* _WHAT THE TASK REQUIRES_
Every record that follows must be returned word for word.

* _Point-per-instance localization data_
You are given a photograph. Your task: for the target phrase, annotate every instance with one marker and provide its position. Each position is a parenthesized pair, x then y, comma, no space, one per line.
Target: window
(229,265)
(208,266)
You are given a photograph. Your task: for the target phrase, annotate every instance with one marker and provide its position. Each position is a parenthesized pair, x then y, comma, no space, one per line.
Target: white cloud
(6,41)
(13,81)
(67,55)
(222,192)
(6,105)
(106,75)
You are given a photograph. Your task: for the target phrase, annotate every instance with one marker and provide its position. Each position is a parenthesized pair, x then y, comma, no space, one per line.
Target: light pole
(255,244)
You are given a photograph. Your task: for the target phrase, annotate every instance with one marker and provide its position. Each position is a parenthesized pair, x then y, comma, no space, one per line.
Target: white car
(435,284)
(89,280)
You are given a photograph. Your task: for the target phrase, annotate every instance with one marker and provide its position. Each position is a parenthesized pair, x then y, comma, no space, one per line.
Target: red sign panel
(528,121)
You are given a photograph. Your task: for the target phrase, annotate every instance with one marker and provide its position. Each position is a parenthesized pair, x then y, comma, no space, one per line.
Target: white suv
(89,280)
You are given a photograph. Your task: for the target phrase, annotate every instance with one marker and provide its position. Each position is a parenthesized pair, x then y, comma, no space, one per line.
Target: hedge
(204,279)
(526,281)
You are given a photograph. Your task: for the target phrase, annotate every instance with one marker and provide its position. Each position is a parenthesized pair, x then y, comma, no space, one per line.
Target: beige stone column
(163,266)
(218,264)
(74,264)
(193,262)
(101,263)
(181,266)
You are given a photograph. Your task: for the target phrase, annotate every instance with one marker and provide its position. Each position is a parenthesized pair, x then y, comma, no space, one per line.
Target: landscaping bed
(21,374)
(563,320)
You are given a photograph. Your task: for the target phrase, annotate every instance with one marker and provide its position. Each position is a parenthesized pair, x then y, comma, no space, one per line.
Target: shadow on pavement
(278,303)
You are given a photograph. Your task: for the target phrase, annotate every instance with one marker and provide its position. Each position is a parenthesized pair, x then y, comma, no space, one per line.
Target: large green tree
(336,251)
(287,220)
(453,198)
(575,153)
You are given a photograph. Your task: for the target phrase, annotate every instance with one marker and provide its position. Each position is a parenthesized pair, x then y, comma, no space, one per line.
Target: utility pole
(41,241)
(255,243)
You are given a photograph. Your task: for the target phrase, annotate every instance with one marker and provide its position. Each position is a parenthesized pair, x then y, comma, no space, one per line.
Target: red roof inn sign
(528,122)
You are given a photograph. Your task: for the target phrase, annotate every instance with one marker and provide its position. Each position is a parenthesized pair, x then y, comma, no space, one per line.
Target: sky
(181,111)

* _EXPECTED ANSWER_
You are given a photograph. Your task: for the target phrase, annotate every instance with one marker and provide its position. Each position is a parenthesized pair, x then y, comma, no space, one per line.
Target: window
(229,265)
(208,266)
You are given a photograph. Your task: for the target phrase, annotate every instance with one marker and provide its position. Each position is a parenthesized pair, x then y, comma, no space, one per line.
Target: white cloud
(6,41)
(13,81)
(67,55)
(222,192)
(6,105)
(106,75)
You are given a photograph. Your task: for the target phrase, annotate every instance with one marker and provide its position. Each position is a parenthesized pair, x then y, comma, no space, one per line.
Target: light pole
(255,244)
You are given a photograph. Your task: for the target phrase, annotate every instance with one marker and provide its position. Each position is a parenthesized pair, x then y, comma, no space, one per line.
Target: white car
(435,284)
(89,280)
You are given a photograph. Your task: for the target phrase, annotate every instance with one marker and provide its position. Each position is a parenthesized pair, x then y, comma, no space, one per line.
Target: red sign panel
(528,121)
You are given a photograph. Your task: for the target phrase, annotate every instance with one marker and provide its position. Each position is a parenthesized pair, x then y, comma, no space, one per line.
Target: white suv
(89,280)
You are given a photograph. Your task: for the target phrase, annotate every instance with one marker and provide its position. Each position is a parenthesized pair, x then y, comma, no space, one per line.
Target: hedge
(204,279)
(526,281)
You are given a photograph. Your task: for the target phrase, annotate every instance with one marker and provide its position. Each position is a parenthesized pair, x then y, comma, no space, one per line.
Target: beige stone column
(163,266)
(218,264)
(74,264)
(193,262)
(101,263)
(181,266)
You are given a photograph. Your task: for the target phrase, annotate every instance with one marker and provide its position. Each position is a parenthesized pair, x then y, comma, no space, one per line.
Target: landscaping bed
(21,374)
(563,320)
You are given a photograph. Your task: for the target phrase, annotate every instance with one marker and provide its position. Each position is a parenthesized pair, x then y, comma, no space, one per line.
Target: shadow on pavement
(278,303)
You are given a photograph. Your task: for the target phrase, annotate every instance with one marker and provide its position. Each position is a parenthesized pair, x then y, comma, no space, one per line.
Target: large green tree
(336,251)
(287,220)
(453,198)
(575,153)
You are given a photograph. Your task: for the target phrase, annotate every instance with one marker and provide its position. Each position is a parenthesized pair, x then y, comma, no space, one per line.
Target: utility pole
(41,241)
(255,243)
You are given a photograph. Your task: for the target phrase, annotate every instance with one marker and provide its position. Each position is a parenthesized pair, x then y, comma, no space, one per line.
Target: red roof inn sign
(528,122)
You are given a photograph. Your task: for the target phrase, annotate every instance with one marker and provide its position. Each position is a parenthesized pair, x then y, comma, no space, one per line.
Target: sky
(181,111)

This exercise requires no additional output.